§ **Text provided**:
Following the important lesson from [47], we use the Weyl covariant derivative to identify the allowed terms in the gradient expansion. We implement the covariant derivative using the minimal coupling prescription \(\partial _\mu \phi \rightarrow (\partial _\mu + w \mathcal {A_\mu })\phi \), which requires a Weyl connection [48]. In this manner, we ensure that all gradients we build transform as covariant tensor densities under Weyl scaling, preserving the scaling dimension of the zeroth-order degree of freedom. For each correction in the derivative expansion, we can fit the appropriate scaling dimension by factoring powers of temperature (or entropy).

We denote the Weyl-covariant derivative of an arbitrary tensor with arbitrary rank \(\psi \) by \(\mathcal {D}_\alpha \psi \). Let \(\phi \) be a scalar density of conformal weight \(w_\phi \) and \(l^\alpha \) be a vector density of conformal weight \(w_l\). Their respective Weyl covariant derivatives can be expressed as

$$\begin{aligned} \mathcal {D}_\alpha \phi&= \partial _\alpha \phi + w_\phi \mathcal {A}_\alpha \phi ,\nonumber \\ \mathcal {D}_\beta l^\alpha&= \nabla _\beta l^\alpha + w_l\mathcal {A}_\beta l^\alpha + \left( l^\alpha \mathcal {A}_\beta + \delta ^\alpha _\beta l^\sigma \mathcal {A}_\sigma - l_\beta \mathcal {A}^\alpha \right) . \end{aligned}$$
(75)

In the realm of hydrodynamics, the Weyl connection can be ascertained either by ensuring that the covariant derivative of the velocity field is transverse and traceless or by observing that certain first-order derivative combinations transform as a connection under Weyl scaling [47]. Both approaches lead to the same Weyl connection for a fluid with a tangent vector field \(u^\alpha \):

$$\begin{aligned} \mathcal {A}_\alpha = u^\beta \nabla _\beta u_\alpha - \frac{\Theta }{d-1}u_\alpha . \end{aligned}$$
(76)

Saved data entries
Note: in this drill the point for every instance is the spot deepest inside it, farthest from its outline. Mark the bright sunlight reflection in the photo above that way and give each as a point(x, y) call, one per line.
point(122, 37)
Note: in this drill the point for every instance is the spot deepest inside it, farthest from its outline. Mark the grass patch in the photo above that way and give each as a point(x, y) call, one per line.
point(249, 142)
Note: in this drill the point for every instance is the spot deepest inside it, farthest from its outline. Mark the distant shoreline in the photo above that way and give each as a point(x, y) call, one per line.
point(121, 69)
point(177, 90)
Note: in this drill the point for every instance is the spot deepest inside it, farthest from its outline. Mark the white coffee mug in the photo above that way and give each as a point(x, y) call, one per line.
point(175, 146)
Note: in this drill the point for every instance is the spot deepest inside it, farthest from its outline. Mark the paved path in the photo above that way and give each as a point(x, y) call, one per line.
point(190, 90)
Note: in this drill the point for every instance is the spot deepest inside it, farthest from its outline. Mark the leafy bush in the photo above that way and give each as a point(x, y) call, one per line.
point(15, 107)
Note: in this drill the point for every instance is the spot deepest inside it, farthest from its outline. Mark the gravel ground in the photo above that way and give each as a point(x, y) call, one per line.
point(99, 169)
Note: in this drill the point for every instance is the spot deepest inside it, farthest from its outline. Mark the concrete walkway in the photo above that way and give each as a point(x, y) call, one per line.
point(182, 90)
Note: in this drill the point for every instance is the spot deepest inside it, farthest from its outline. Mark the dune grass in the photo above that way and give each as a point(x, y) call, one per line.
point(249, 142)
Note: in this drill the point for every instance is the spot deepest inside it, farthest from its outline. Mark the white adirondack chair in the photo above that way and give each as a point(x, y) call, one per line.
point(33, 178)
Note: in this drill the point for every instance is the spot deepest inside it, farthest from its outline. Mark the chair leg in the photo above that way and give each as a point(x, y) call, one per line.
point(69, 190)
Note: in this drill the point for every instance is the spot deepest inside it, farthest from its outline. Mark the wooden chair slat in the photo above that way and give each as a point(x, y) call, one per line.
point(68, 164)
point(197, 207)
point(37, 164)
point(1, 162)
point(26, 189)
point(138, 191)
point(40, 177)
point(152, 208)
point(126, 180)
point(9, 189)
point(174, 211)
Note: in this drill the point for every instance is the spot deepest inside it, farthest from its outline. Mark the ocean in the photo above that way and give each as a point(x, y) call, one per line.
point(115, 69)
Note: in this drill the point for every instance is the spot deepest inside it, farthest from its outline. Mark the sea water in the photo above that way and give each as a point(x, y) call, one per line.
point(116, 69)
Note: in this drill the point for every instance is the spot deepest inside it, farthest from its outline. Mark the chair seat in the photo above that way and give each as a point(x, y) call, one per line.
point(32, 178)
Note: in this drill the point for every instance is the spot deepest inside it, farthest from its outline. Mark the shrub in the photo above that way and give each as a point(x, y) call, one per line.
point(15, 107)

§ **Written instruction 1**: Set down the portion of the passage on the Weyl covariant derivative starting at "Following the important" and ending at "temperature (or entropy).".
§ **Written instruction 2**:
For each statement below, indicate whether the passage on the Weyl covariant derivative agrees with it, answering yes or no and quoting the words of the passage that decide it.
(a) The minimal coupling prescription requires a Weyl connection.
(b) The two approaches to ascertaining the Weyl connection in hydrodynamics lead to different connections.
(c) The appropriate scaling dimension for each correction is fit by factoring powers of pressure.
§ **Written instruction 3**:
Answer these questions from the passage on the Weyl covariant derivative:
(a) Under what scaling do all the gradients built transform as covariant tensor densities?
(b) What must be ensured about the covariant derivative of the velocity field in one way of ascertaining the Weyl connection?
(c) What kind of vector field does the fluid have, for which the Weyl connection is given?

§ **Task result 1**:
Following the important lesson from [47], we use the Weyl covariant derivative to identify the allowed terms in the gradient expansion. We implement the covariant derivative using the minimal coupling prescription \(\partial _\mu \phi \rightarrow (\partial _\mu + w \mathcal {A_\mu })\phi \), which requires a Weyl connection [48]. In this manner, we ensure that all gradients we build transform as covariant tensor densities under Weyl scaling, preserving the scaling dimension of the zeroth-order degree of freedom. For each correction in the derivative expansion, we can fit the appropriate scaling dimension by factoring powers of temperature (or entropy).

§ **Task result 2**:
(a) Yes: "which requires a Weyl connection"
(b) No: "Both approaches lead to the same Weyl connection"
(c) No: "by factoring powers of temperature (or entropy)"

§ **Task result 3**:
(a) Weyl scaling.
(b) That it is transverse and traceless.
(c) A tangent vector field.